▶ **TASK DETAILS**:
Extract and copy each line of the records below that contains the string "long".

------------------------------------------------------------

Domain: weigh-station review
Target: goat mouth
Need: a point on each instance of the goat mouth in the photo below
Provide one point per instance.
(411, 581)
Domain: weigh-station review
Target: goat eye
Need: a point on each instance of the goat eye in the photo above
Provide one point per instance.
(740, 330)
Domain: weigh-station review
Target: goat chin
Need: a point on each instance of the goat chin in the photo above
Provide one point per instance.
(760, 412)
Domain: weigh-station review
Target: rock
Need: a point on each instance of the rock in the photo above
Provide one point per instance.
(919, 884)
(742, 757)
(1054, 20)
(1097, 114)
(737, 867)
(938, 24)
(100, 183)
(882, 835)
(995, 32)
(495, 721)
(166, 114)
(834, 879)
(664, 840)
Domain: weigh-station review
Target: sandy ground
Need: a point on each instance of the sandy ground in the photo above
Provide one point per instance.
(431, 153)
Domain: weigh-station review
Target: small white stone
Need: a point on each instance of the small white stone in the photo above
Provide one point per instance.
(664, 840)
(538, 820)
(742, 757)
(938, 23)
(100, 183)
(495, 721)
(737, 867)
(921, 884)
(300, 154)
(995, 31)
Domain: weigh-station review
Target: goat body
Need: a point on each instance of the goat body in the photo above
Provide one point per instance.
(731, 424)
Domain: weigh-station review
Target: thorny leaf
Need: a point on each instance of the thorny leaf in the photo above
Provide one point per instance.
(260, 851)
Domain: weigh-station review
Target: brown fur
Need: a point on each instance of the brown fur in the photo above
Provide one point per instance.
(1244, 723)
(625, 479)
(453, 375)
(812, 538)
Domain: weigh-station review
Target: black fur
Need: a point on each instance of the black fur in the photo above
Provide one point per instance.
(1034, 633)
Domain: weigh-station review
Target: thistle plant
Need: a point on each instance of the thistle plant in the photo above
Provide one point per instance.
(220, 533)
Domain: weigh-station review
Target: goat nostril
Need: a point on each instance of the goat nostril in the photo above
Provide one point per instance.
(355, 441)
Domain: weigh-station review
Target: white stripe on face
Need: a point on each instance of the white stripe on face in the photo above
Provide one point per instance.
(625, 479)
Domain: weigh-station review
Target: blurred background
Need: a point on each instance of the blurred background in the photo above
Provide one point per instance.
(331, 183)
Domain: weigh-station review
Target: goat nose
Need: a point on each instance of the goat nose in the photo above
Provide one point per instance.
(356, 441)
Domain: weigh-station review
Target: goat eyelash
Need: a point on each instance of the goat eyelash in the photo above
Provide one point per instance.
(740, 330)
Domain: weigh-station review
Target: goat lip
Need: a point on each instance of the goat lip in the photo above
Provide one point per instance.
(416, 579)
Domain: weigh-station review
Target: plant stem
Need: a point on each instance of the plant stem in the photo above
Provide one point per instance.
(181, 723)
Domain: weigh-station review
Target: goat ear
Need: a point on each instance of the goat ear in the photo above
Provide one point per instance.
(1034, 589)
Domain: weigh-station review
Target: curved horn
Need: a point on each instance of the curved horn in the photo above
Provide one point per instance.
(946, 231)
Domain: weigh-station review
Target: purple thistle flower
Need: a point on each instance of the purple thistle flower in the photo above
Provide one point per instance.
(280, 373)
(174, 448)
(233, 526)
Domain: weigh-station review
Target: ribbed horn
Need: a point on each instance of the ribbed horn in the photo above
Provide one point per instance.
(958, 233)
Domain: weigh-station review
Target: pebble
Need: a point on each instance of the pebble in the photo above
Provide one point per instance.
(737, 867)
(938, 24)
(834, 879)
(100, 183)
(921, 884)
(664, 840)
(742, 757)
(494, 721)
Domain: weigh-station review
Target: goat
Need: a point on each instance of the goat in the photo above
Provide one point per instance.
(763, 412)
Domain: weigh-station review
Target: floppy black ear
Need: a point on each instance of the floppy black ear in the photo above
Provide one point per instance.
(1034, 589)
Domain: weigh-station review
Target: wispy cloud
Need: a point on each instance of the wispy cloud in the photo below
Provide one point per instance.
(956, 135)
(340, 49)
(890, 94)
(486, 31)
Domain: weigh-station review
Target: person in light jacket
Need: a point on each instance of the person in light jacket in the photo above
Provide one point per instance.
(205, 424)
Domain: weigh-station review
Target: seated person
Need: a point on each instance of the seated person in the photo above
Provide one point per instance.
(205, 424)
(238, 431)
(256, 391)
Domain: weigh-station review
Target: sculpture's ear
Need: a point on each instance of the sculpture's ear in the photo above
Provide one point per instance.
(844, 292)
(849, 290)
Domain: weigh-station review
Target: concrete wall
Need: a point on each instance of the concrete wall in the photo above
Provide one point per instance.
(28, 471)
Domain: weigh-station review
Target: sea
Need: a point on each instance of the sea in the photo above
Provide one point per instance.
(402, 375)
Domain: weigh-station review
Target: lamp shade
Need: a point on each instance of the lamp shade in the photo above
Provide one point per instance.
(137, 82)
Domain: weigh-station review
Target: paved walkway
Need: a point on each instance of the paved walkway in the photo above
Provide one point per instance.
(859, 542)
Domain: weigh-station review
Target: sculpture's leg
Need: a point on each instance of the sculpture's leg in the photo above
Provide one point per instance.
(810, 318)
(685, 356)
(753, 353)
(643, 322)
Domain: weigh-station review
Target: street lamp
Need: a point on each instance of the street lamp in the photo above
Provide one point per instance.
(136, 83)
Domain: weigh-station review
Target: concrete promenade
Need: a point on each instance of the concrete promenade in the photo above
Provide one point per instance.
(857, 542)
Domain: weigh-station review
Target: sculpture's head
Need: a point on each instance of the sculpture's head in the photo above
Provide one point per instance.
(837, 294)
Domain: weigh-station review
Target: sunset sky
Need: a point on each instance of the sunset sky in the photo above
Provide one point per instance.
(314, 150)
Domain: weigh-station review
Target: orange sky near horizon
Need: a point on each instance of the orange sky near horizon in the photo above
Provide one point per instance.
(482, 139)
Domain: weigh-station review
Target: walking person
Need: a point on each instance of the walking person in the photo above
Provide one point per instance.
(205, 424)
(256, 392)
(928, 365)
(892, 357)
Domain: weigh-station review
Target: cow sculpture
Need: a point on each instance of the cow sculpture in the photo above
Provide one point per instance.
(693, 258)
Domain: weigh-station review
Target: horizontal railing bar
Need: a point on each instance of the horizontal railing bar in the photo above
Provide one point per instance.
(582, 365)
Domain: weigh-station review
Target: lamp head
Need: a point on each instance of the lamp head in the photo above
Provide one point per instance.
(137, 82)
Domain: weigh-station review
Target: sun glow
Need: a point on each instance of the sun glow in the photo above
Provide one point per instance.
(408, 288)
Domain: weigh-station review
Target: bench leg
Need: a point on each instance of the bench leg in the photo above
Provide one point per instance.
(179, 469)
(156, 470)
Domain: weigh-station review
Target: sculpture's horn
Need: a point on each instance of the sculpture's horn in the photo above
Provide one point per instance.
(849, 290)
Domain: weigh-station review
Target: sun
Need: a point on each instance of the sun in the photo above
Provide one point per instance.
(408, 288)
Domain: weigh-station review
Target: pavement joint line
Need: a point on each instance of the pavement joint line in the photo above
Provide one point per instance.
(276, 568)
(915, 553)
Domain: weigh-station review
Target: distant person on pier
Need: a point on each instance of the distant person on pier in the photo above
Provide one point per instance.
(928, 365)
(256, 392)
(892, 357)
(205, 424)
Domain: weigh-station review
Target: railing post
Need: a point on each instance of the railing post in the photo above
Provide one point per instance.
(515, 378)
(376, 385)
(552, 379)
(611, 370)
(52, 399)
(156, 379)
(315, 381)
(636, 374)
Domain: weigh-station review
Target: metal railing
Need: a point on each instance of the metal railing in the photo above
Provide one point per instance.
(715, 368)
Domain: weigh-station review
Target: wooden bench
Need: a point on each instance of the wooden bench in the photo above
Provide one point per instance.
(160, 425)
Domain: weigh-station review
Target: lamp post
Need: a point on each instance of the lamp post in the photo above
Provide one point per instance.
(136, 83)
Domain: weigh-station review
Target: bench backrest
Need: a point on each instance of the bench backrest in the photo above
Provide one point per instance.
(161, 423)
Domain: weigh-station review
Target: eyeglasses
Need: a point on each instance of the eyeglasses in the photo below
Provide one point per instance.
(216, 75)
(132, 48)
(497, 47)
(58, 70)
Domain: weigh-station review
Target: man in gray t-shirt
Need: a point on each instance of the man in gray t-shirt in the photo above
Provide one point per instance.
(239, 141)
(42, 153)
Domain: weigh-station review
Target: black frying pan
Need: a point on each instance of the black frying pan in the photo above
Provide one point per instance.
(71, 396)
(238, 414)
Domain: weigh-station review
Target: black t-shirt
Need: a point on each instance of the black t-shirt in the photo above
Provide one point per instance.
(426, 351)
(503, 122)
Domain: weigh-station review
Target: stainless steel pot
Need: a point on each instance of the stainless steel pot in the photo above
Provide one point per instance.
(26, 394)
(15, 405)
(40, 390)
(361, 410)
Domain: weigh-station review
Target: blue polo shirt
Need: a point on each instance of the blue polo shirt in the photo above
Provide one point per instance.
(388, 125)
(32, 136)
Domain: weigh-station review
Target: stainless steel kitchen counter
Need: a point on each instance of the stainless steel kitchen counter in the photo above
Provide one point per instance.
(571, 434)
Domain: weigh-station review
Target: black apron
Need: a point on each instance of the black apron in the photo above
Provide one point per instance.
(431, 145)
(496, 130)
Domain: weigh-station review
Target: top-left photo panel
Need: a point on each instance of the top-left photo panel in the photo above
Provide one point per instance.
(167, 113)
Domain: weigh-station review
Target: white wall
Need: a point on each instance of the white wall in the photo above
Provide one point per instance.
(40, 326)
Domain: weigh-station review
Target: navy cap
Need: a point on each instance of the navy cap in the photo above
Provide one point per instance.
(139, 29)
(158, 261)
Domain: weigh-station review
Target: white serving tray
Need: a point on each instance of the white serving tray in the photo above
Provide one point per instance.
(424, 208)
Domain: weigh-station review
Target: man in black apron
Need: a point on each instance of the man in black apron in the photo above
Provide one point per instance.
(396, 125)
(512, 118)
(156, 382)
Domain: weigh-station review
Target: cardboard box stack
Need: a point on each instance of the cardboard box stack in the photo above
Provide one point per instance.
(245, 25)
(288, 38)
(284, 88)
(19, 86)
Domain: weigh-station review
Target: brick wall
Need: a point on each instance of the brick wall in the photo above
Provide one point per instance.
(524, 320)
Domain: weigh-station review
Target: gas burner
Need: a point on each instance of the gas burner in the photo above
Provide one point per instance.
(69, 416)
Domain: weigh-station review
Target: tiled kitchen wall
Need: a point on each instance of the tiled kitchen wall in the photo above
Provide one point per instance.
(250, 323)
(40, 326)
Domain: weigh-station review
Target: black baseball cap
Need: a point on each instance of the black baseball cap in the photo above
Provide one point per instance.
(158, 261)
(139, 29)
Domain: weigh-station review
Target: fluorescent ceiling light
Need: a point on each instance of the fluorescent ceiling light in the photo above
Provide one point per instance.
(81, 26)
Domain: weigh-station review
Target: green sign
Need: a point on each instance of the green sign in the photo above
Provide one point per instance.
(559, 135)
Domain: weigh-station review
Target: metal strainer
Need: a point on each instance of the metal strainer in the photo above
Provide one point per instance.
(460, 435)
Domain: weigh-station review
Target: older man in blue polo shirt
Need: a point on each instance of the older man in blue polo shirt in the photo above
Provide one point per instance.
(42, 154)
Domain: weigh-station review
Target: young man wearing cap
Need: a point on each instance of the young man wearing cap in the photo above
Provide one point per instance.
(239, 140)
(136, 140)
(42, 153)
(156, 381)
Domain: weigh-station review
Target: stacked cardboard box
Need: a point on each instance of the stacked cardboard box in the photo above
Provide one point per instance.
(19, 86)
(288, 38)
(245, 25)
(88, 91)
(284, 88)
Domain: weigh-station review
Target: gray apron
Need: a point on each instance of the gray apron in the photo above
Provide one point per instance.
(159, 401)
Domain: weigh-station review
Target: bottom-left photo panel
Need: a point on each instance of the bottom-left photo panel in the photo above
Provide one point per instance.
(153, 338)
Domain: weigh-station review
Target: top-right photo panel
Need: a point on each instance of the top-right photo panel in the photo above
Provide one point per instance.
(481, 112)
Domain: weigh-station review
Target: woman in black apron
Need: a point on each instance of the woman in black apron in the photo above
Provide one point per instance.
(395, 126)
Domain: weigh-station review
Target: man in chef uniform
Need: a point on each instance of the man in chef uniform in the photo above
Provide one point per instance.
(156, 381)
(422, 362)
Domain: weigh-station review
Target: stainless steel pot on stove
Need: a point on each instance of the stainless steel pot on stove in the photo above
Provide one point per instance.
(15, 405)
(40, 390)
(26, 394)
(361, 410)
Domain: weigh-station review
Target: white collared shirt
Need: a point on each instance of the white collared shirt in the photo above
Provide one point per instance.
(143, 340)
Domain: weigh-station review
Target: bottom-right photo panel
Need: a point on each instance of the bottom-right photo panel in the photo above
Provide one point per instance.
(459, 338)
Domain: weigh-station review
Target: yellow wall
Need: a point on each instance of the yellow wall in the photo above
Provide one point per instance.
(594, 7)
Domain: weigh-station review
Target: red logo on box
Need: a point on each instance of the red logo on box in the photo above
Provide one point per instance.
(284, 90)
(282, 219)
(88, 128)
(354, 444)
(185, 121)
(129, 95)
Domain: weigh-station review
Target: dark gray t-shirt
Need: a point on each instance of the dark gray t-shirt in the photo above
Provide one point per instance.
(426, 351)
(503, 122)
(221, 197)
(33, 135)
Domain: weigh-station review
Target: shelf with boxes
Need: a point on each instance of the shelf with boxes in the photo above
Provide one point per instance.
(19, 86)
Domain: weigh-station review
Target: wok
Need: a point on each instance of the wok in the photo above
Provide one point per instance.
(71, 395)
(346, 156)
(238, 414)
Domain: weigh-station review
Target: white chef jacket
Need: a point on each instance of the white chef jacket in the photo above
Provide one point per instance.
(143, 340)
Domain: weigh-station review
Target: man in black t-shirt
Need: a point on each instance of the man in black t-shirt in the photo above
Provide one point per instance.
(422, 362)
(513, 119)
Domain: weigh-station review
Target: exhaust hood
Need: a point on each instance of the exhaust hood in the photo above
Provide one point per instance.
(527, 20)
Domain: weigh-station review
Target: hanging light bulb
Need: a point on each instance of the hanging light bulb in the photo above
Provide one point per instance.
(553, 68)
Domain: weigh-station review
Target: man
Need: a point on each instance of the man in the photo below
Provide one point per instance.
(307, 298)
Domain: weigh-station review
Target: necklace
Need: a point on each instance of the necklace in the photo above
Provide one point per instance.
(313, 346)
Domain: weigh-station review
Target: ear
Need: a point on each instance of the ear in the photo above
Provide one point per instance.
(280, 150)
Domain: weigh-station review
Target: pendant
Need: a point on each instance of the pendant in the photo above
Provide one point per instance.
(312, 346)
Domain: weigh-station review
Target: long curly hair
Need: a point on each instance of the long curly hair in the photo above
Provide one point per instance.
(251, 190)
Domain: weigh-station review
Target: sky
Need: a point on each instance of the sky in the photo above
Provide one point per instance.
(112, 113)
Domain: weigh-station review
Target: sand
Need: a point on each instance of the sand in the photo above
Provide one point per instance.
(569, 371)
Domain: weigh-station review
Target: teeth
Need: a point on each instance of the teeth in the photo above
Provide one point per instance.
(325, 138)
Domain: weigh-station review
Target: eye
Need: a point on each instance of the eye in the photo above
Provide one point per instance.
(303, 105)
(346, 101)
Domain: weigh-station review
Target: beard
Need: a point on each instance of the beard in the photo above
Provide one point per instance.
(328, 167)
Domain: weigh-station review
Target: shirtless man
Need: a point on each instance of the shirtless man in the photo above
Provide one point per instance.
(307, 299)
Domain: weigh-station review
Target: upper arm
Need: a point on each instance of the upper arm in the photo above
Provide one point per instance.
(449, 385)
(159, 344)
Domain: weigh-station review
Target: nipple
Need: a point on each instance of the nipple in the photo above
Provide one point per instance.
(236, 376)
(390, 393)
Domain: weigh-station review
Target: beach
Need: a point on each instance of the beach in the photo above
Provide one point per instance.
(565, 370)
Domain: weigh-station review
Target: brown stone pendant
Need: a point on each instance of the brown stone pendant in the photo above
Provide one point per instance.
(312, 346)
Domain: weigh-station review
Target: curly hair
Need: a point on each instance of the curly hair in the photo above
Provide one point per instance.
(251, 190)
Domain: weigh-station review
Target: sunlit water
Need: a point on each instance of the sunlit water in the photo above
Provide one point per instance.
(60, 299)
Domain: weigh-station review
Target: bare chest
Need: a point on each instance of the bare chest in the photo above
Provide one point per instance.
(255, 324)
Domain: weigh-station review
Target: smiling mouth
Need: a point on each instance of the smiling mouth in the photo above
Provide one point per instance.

------------------------------------------------------------

▶ **EXERCISE ANSWER**:
Target: long curly hair
Need: a point on each instance of the long curly hair in the photo above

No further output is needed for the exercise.